Start of Data shown

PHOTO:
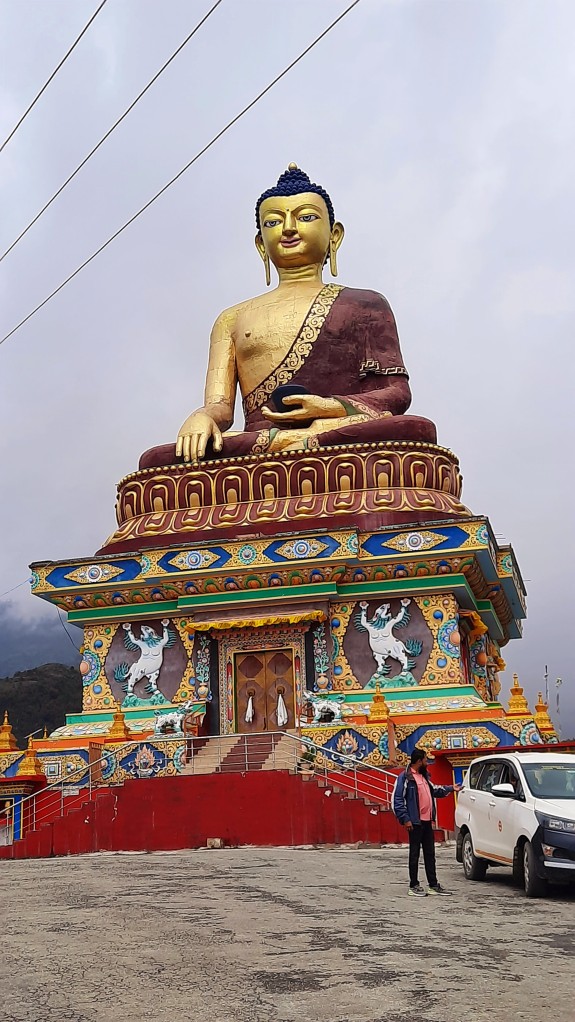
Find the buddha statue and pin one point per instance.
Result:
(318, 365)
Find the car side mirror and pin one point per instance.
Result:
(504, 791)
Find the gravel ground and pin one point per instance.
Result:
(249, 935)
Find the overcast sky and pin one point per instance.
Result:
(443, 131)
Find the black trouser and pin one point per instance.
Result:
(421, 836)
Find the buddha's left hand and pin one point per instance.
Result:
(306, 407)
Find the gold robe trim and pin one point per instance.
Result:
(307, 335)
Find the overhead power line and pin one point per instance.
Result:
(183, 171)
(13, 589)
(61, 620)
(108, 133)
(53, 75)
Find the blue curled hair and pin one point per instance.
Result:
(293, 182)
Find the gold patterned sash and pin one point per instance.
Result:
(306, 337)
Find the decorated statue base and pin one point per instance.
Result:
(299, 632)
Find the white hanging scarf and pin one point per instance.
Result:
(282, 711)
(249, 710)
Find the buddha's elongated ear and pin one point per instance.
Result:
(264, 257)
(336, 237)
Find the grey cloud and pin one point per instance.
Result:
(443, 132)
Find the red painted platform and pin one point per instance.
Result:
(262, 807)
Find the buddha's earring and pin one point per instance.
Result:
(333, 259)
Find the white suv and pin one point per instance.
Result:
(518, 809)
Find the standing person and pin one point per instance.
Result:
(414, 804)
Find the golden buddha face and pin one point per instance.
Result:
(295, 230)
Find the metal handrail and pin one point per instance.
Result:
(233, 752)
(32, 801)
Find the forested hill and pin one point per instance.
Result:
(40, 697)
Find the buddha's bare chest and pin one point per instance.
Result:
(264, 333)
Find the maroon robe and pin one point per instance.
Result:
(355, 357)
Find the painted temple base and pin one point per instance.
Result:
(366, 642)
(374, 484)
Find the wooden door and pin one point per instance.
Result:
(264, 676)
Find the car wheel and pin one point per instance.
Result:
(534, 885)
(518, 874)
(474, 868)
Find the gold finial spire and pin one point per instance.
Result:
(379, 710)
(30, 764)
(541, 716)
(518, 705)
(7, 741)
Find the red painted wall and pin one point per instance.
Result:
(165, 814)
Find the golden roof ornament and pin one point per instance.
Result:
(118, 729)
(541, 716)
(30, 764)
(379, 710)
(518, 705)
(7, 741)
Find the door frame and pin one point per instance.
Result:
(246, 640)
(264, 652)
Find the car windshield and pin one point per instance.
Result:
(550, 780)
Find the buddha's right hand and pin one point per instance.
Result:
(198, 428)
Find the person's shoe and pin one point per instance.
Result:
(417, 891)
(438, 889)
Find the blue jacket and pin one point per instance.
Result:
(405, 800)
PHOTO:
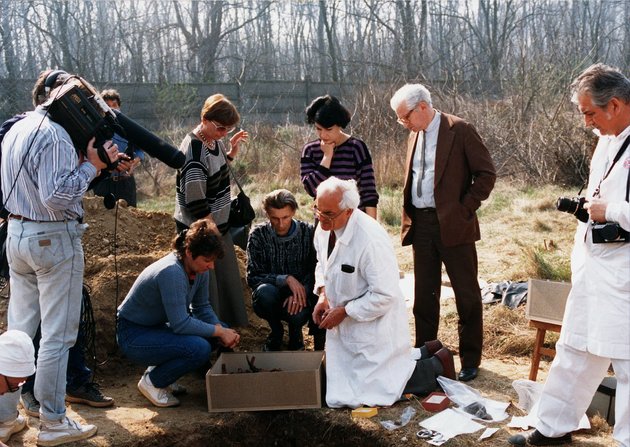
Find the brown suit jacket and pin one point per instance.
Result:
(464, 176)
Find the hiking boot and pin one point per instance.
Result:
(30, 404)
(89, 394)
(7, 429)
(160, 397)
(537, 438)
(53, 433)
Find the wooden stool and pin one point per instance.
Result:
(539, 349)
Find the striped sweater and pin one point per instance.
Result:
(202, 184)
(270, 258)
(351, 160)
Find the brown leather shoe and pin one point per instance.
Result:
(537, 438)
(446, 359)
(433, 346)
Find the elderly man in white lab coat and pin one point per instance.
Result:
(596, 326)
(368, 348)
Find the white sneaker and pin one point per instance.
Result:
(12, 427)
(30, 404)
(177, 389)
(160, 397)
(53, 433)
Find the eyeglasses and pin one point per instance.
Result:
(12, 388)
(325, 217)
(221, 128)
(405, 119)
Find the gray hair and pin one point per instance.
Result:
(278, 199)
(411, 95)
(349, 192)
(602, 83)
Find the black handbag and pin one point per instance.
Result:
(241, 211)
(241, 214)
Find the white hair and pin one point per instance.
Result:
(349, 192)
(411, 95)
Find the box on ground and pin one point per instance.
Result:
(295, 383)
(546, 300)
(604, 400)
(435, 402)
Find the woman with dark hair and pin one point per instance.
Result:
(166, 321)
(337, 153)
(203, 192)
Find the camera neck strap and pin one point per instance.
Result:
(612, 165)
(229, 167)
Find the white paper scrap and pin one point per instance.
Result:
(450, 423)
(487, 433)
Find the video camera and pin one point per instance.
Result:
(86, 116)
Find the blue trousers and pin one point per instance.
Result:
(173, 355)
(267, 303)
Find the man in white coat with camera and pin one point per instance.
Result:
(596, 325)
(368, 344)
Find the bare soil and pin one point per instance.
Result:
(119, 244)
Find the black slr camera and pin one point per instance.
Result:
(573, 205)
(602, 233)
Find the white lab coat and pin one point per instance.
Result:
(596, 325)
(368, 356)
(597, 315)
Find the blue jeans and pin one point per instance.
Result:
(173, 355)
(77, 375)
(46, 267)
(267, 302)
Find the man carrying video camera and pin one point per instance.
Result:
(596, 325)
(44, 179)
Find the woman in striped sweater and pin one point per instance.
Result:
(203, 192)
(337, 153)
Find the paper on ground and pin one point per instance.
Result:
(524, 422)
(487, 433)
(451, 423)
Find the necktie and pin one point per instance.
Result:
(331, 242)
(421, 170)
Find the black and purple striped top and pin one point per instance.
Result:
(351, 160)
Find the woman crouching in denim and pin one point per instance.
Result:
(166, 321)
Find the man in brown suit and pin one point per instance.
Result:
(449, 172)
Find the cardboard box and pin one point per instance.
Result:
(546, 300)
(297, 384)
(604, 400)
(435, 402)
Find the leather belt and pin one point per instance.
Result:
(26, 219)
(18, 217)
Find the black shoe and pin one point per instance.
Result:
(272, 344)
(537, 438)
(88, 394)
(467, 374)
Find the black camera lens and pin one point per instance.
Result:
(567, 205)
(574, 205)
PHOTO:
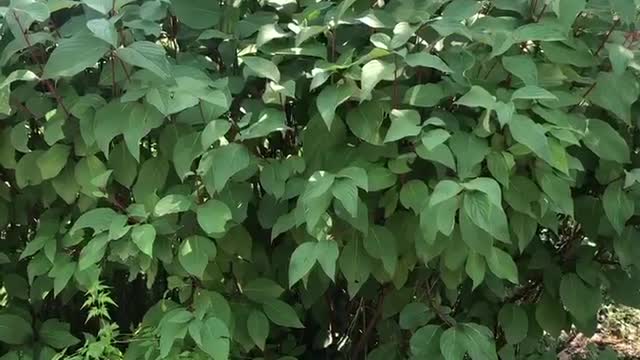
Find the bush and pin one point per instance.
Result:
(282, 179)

End of Data shown

**Task directions**. When a line in the material includes the word "door", copy it out.

**Exercise answer**.
Find the wooden door and pin one point per instance.
Find the door frame and pin one point per instance.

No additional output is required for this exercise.